Your task: Could you rewrite the rows from the first one through the line containing "[[321, 750]]", inclusive, with "Tag every instance" changed to "Mark each instance" and nothing else altered?

Data in this exercise:
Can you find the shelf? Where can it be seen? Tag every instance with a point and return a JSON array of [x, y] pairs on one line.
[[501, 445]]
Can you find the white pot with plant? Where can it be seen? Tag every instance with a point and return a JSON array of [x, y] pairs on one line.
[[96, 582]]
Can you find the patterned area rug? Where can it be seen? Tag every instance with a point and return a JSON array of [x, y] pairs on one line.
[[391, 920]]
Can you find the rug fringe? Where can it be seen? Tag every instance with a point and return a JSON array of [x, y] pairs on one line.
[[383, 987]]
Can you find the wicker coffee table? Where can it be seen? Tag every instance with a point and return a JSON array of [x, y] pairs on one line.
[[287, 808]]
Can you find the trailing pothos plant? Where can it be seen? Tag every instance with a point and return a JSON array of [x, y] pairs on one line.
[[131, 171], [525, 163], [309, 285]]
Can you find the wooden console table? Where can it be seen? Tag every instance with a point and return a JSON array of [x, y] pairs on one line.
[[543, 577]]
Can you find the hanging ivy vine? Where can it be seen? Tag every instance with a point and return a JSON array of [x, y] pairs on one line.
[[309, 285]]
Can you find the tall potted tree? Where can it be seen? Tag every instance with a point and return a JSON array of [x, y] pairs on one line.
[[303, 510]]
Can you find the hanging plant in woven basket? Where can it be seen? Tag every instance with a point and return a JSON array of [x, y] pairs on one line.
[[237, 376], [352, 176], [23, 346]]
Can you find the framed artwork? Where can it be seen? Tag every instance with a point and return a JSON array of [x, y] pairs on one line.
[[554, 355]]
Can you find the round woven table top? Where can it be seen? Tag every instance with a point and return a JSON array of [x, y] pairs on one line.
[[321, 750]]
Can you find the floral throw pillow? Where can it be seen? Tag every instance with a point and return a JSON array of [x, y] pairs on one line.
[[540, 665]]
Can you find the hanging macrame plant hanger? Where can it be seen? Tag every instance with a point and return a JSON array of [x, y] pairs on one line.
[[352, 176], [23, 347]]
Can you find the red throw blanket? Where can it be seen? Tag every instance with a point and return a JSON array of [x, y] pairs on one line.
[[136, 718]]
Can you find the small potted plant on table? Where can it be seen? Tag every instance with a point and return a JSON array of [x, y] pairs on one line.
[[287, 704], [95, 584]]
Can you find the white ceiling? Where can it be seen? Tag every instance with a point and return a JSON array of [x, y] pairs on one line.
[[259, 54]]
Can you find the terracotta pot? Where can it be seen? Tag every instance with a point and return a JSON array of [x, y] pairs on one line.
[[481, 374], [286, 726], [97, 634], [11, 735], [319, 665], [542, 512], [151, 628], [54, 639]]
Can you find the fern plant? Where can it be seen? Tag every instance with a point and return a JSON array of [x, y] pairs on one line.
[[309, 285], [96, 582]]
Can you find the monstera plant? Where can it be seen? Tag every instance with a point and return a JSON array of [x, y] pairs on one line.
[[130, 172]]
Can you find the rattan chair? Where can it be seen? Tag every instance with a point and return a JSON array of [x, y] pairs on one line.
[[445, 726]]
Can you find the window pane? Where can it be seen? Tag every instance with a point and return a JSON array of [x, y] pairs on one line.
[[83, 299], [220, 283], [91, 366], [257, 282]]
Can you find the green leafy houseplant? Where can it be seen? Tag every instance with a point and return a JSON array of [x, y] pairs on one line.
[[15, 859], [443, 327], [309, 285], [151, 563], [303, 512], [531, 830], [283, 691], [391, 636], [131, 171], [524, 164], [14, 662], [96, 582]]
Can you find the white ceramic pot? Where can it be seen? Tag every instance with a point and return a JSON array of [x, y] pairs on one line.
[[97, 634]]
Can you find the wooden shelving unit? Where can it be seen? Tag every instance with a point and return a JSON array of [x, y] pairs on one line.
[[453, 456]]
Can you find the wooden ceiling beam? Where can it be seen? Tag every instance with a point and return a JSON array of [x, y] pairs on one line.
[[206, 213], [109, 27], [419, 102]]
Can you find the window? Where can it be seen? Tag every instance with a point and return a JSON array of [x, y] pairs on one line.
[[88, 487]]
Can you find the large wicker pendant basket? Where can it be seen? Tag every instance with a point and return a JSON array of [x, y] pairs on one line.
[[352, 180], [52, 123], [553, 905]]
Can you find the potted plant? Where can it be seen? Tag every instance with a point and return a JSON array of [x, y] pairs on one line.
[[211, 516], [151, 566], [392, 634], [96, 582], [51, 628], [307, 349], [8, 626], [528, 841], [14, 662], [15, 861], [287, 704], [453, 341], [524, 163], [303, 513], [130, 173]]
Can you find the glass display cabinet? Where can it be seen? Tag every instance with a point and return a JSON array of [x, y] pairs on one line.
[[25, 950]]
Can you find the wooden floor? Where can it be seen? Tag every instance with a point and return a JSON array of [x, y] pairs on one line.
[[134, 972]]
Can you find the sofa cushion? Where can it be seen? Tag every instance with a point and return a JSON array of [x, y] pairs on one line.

The answer:
Can you find the shelf? Where can it be seen? Mark each instance with a point and return a JSON array of [x, y] pairs on one line.
[[501, 445]]
Can you find the white pot with plant? Where can it be seen? Mark each instance with a point and return a JSON array of [x, y] pairs on one line.
[[96, 582]]
Can you find the patterned area rug? Where can it be seen? Mark each instance with a point and return a JSON array of [x, y] pairs on one line.
[[391, 920]]
Can you find the rug fringe? Where can it be seen? Mark each instance with a point and return a JSON array of [x, y] pairs on one line.
[[383, 987]]
Can you find the wicker coffee table? Where can it be seen? Mark each instance with a point and return a JSON array of [x, y] pairs on one line.
[[287, 808]]
Can you find the trailing pothos plant? Where can it be seen? Mark each instance with a point and return a JSON array of [x, y] pairs on one line.
[[131, 171], [525, 163], [309, 285]]
Can you find the wooden console table? Where can it be seen? Mark each instance with a point and return a JSON array of [x, y] pairs on one line.
[[543, 577]]
Can you find the hanging ivy vine? Where can it be seen? Mark each instance with a point and return a JSON array of [x, y] pairs on one line.
[[309, 285]]
Can you find the tall potted tree? Where can it be seen? Mark each instance with a point and return a JSON array of [x, y] pairs on one line.
[[303, 510]]
Can you find the hanging plant in woven basket? Where can it be seen? Mark each instance with a point and return a JSON array of [x, y] pairs on one line.
[[237, 376], [352, 176], [23, 346]]
Can you find the framed artwork? Where can it be seen? Mark each instance with a point and return a JSON array of [x, y] pairs on one line.
[[554, 355]]
Can you find the round woven table top? Where can it be seen? Mark each instance with a point and return a JSON array of [x, y] pairs on one line.
[[321, 750]]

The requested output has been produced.